■ Source text
## begin
# Trouble asking for divorce



## BradP (Dec 13, 2011)

Even though I am a recent member, I have been reading posts for the last few months. I am a 41 year old dad and husband. Been married for 13 years -- my first and her second. I have an 18 y/o step daughter who is in college (hers from first marriage), and 2 children with her, both elementary school age. 

About 1 month after I married my wife, I began to see a different person. I realize we all change somewhat after marriage, but this was strange. She immediately began accusing me of affairs. Every strange call had to be my "mistress", every time I worked late -- "I must be seeing someone". Every time I took my wedding ring off to work out or to garden -- "I must not love her anymore". Lots of insecurity issues. I explained this away because her first marriage ended badly, with him having an affair. I decided that since I loved her, I would "show her that I am different". I did everything I could to show my love: went straight to work and straight home; decreased the amount I traveled for work; got us caller id so she could see who was calling; gave her flowers and gifts; busted my a** at home doing much more than 50% of the house chores. Over time, her accusations came and went. We had two great kids and moved to a really nice home in a nice neighborhood. I really tried to make our life the most important thing to me.
## end
Photo object pointing records
## begin
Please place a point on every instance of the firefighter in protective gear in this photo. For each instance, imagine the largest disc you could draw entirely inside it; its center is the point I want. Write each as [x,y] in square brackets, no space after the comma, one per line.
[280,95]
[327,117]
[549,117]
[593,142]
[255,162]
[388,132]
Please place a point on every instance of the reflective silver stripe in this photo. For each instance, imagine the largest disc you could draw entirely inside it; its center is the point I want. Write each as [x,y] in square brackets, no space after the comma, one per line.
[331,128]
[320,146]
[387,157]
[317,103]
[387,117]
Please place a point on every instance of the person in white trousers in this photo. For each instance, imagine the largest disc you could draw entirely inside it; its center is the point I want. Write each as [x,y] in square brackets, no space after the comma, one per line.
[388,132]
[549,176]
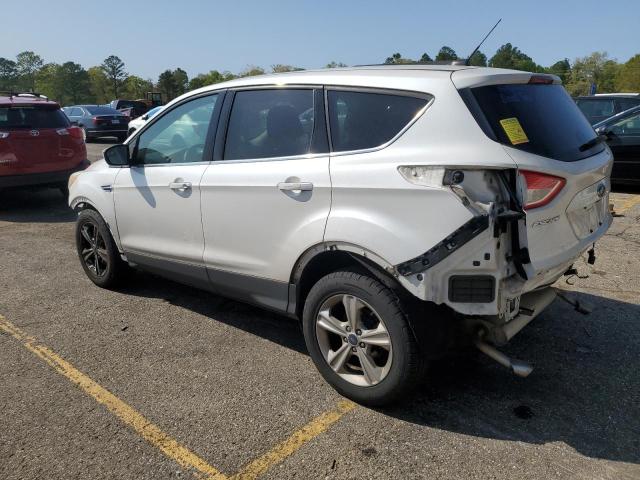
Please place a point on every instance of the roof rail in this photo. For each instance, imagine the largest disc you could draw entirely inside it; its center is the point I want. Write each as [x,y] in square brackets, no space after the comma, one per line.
[13,93]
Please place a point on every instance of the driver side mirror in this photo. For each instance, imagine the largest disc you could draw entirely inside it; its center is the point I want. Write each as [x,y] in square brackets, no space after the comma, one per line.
[604,131]
[117,155]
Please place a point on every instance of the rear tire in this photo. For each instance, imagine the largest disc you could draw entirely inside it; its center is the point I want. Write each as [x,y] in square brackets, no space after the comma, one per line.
[97,251]
[375,360]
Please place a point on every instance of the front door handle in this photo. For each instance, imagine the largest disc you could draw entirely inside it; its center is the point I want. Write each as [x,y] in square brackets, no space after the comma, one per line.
[180,186]
[289,186]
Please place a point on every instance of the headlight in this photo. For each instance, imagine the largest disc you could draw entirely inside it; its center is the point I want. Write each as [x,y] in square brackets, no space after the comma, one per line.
[72,179]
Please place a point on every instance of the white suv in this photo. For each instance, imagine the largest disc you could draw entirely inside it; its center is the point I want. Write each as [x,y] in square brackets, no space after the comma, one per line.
[384,207]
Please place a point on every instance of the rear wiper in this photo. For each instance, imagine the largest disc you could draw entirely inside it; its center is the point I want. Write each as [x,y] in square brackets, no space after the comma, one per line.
[592,143]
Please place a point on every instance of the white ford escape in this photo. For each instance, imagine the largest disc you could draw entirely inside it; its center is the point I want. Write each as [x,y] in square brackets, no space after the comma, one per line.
[371,203]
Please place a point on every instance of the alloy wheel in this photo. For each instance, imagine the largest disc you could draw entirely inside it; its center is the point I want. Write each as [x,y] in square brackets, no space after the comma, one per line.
[354,340]
[94,249]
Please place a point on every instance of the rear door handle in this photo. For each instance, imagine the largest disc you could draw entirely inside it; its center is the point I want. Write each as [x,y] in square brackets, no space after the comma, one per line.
[289,186]
[180,186]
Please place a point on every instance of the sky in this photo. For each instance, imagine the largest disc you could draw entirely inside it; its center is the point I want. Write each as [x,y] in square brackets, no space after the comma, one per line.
[199,35]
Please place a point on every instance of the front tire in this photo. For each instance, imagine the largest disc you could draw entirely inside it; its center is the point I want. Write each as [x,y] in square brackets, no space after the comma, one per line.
[360,339]
[97,251]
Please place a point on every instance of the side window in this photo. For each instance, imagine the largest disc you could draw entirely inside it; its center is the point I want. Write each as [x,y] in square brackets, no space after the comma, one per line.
[629,126]
[627,103]
[270,123]
[360,120]
[179,136]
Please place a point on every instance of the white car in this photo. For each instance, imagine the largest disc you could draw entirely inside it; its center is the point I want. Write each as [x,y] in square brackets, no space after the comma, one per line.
[137,123]
[371,203]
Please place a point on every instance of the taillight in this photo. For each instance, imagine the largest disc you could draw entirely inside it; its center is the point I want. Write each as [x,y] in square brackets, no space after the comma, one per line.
[75,132]
[541,188]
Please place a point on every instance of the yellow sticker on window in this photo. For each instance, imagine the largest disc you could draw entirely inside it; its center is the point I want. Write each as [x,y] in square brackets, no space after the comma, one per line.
[514,130]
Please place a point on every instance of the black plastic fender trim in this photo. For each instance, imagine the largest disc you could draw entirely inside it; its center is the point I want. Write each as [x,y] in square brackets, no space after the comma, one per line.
[446,247]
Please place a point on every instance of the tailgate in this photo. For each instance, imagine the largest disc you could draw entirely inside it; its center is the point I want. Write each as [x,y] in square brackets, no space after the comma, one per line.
[563,167]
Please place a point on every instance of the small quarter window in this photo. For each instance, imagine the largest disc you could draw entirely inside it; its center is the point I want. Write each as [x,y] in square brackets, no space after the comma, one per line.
[361,120]
[270,123]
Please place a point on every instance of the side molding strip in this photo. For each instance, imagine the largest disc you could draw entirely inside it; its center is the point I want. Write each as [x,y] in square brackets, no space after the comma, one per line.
[446,247]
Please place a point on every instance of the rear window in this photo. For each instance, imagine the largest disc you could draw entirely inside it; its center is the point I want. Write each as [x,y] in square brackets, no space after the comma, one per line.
[35,117]
[130,104]
[540,119]
[361,120]
[102,111]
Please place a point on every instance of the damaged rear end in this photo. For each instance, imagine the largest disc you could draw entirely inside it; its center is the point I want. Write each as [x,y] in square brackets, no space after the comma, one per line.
[529,221]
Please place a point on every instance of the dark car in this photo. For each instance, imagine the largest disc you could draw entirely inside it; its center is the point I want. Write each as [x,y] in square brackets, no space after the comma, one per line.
[623,137]
[97,121]
[603,105]
[131,108]
[38,144]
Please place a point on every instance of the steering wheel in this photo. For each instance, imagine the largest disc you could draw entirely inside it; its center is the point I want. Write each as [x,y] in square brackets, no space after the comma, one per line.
[193,153]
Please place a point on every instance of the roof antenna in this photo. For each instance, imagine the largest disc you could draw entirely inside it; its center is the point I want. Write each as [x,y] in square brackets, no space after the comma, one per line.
[466,62]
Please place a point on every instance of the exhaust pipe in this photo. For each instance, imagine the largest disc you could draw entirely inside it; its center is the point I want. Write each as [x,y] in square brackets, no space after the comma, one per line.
[518,367]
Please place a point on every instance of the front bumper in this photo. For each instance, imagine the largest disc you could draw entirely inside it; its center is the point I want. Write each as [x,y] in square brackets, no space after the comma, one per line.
[42,178]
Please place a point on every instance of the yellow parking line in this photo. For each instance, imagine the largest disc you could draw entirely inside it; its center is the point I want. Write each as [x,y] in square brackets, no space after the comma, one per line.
[281,451]
[150,432]
[628,204]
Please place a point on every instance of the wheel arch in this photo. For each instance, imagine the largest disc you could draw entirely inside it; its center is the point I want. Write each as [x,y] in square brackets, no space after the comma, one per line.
[328,257]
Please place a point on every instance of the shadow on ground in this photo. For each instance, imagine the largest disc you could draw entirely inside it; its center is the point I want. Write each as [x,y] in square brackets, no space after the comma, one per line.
[34,205]
[584,391]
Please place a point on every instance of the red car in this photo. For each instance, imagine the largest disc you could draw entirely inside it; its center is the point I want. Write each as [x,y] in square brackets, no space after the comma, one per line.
[38,144]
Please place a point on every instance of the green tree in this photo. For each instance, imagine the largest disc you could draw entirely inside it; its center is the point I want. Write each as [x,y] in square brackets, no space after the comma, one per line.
[628,79]
[99,85]
[136,88]
[478,59]
[8,74]
[67,83]
[251,71]
[596,68]
[562,69]
[49,81]
[28,64]
[113,68]
[75,81]
[167,85]
[446,54]
[508,56]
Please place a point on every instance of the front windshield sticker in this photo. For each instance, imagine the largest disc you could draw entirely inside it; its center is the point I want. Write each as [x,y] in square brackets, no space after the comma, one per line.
[514,131]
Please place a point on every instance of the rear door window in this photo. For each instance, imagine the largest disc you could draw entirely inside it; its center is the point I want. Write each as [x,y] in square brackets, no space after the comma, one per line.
[270,123]
[540,119]
[35,118]
[361,120]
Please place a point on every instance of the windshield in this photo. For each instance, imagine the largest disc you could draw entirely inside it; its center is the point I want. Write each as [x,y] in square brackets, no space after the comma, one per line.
[540,119]
[102,111]
[32,117]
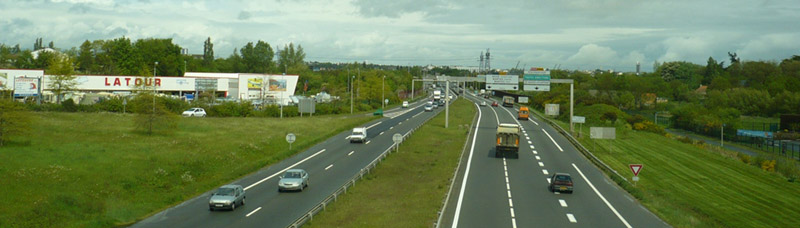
## end
■ Required task
In the forum post about asking for a divorce, rewrite everything from "Even though I" down to "elementary school age.", changing "college" to "university".

■ Written answer
Even though I am a recent member, I have been reading posts for the last few months. I am a 41 year old dad and husband. Been married for 13 years -- my first and her second. I have an 18 y/o step daughter who is in university (hers from first marriage), and 2 children with her, both elementary school age.